→ **PAGE EXCERPT**:
■ ■ ■ ■ ■

Baptists have long history in China

By Manda Gibson - Jun 28, 2008 - comment

When most Southern Baptists think of Baptist history in China, they think of Lottie Moon, the beloved missionary to China who is the namesake of the Lottie Moon Christmas Offering for International Missions (LMCO). Lottie Moon arrived in China in 1873, but the history of Baptist missionary work there goes back even further.

When the Foreign Mission Board (now International Mission Board) was founded in 1845, China was its first missions field. The board’s first missionary, Samuel C. Clopton, was appointed to China.

When Lottie Moon went to China in 1873, she actually followed her sister, Edmonia, who had gone the previous year. Lottie served 39 years as a missionary, mostly in China’s Shantung province. Initially, she taught in a girls’ school and often made trips into China’s interior to share the gospel.

■ ■ ■ ■ ■

→ **EXCERPTED RECORDS**:

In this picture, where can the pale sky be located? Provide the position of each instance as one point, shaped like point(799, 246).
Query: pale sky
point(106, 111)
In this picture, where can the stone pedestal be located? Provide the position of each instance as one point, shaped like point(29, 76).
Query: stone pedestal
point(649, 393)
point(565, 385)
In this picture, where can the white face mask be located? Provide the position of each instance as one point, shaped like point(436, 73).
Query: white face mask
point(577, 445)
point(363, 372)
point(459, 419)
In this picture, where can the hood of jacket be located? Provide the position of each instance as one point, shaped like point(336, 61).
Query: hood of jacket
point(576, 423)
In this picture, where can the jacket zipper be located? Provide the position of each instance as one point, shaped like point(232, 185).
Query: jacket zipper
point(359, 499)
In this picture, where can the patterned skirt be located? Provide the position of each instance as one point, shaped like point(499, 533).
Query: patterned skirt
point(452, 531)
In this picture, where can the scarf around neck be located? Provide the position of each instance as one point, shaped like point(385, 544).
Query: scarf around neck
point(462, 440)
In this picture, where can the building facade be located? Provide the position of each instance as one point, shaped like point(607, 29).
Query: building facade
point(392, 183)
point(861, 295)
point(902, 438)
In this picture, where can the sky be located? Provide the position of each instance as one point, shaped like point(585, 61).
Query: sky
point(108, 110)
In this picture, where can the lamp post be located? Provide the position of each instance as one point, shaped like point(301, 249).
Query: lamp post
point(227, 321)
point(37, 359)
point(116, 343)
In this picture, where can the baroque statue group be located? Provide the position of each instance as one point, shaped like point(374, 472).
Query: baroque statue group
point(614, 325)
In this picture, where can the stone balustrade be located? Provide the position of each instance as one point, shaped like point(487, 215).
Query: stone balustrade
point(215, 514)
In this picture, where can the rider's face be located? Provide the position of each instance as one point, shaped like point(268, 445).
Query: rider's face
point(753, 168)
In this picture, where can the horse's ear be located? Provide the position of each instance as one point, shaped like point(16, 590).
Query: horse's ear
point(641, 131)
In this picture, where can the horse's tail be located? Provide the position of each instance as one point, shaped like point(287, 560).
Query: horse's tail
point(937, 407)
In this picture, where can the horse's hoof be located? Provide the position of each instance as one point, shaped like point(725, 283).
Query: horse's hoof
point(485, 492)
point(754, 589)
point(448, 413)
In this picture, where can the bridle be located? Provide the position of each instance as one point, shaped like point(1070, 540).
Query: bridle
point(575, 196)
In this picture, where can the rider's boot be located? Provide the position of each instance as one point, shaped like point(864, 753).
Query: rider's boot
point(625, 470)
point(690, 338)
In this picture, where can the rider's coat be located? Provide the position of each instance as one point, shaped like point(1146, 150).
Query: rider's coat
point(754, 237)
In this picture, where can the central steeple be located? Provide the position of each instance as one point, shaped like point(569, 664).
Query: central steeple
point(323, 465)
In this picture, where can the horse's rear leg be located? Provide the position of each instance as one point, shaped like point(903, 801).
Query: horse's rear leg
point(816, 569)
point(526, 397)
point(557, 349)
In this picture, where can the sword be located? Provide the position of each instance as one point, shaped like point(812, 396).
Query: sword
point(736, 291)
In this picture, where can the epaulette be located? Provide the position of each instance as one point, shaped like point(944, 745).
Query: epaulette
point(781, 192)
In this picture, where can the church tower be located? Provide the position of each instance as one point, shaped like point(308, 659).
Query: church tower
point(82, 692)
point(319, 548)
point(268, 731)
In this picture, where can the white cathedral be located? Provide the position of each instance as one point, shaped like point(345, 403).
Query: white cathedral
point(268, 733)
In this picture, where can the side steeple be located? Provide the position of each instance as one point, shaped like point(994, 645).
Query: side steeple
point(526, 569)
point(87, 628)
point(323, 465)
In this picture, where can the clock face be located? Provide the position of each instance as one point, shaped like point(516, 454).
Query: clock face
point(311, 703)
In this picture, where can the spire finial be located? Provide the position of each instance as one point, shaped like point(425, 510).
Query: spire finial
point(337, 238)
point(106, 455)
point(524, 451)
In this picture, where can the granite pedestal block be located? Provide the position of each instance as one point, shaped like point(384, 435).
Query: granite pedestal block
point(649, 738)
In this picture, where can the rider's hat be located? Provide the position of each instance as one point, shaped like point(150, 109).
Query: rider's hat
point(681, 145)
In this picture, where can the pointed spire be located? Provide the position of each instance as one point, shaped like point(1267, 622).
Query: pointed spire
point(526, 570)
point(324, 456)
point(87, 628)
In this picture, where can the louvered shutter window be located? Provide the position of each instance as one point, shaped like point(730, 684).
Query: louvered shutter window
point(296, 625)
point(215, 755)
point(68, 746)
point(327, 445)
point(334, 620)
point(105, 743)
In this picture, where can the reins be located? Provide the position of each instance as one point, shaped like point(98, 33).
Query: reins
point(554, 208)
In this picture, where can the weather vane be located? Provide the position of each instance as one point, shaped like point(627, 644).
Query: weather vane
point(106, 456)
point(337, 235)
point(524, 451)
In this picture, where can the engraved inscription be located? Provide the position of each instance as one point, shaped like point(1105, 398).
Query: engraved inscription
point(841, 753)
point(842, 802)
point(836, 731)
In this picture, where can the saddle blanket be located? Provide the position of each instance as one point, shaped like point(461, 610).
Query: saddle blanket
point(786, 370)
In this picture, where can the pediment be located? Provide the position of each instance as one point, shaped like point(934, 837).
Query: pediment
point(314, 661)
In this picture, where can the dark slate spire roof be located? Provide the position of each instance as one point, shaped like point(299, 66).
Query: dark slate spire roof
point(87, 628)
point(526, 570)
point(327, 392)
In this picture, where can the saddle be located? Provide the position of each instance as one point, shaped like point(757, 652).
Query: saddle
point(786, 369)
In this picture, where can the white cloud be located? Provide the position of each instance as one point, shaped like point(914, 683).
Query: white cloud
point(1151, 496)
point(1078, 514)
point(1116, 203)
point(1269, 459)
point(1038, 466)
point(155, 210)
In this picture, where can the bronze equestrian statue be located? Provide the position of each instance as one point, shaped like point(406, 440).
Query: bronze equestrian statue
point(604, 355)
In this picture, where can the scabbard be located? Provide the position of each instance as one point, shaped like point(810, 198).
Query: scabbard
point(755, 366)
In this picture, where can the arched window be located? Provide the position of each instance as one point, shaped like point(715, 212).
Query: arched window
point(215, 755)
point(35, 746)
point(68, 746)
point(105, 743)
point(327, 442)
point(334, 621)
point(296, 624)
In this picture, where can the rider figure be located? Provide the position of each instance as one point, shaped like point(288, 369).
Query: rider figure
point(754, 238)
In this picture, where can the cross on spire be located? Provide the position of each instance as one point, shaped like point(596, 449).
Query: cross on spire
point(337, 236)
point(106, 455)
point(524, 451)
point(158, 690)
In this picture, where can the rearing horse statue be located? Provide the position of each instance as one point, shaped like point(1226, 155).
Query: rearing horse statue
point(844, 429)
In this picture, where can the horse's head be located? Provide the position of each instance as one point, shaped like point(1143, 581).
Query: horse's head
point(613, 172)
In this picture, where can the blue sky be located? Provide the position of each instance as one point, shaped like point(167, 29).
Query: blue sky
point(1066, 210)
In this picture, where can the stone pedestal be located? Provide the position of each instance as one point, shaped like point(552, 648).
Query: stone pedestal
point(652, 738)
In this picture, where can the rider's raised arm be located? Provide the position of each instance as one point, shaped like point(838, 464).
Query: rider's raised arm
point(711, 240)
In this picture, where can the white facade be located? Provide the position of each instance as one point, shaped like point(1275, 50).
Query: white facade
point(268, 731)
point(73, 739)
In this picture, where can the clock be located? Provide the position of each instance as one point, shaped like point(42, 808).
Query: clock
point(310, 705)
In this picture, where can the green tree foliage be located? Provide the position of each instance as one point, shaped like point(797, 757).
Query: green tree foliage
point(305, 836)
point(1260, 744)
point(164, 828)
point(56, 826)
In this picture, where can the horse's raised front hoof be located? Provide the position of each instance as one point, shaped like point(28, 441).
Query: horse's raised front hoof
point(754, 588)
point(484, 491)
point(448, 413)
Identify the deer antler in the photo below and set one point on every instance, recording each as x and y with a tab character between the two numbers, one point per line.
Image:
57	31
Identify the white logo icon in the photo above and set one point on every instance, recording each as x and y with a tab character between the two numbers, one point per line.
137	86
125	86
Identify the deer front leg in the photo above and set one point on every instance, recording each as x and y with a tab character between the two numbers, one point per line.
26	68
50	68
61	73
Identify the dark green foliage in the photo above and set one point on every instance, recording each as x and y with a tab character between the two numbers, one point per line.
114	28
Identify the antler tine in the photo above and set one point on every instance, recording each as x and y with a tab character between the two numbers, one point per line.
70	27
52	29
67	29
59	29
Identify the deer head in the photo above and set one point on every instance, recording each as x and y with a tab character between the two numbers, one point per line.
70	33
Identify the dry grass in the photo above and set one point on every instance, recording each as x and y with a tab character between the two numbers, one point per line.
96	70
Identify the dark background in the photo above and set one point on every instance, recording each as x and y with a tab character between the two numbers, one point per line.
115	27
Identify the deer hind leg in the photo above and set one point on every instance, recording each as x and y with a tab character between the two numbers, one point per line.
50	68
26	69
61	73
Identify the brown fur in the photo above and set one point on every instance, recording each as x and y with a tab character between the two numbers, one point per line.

■ ■ ■ ■ ■

Write the next part of the article on Baptist missionary history in China, starting after its final sentence. The lines above are separate material and have no connection to the article.

She also wrote letters home, telling about the physical and spiritual needs of the Chinese people and challenging Southern Baptists to give so that more people could go as missionaries. It’s because of her faithful service and urgent desire to see Southern Baptists give sacrificially that the LMCO was named after her.

Baptist doctor martyred

In 1935, a young doctor named Bill Wallace was appointed as a missionary to China. Wallace’s excellent skills as a surgeon and his compassionate heart greatly furthered the cause of Christ in the area where he served. When Japan invaded the country, Wallace stayed. And, again, when Communists took over the area where he served, he again decided to stay.

This time, though, he paid with his life. In late 1950, his home was raided and he was arrested. Two months later, he was found dead in prison, apparently beaten to death. Chinese Christians buried him and placed this sign over his grave: “For Me to Live Is Christ.”

Today, American Christians living in China aren’t being asked to give their lives, but they serve with the same zeal that guided earlier missionaries like Lottie Moon and Bill Wallace — and they’re seeing God do amazing work as a result.

One American, Jared Blitzer, hiked 20 miles one day to share the gospel with a certain people group. The next day he was exhausted, but felt God leading him and his American friends to hike to another particular area.

Divine appointment

They came across a school, where they stopped to spend time with the children. Blitzer saw a man nearby watching them and went to talk to him. He told the man that he and his friends were planning to hike up the mountain.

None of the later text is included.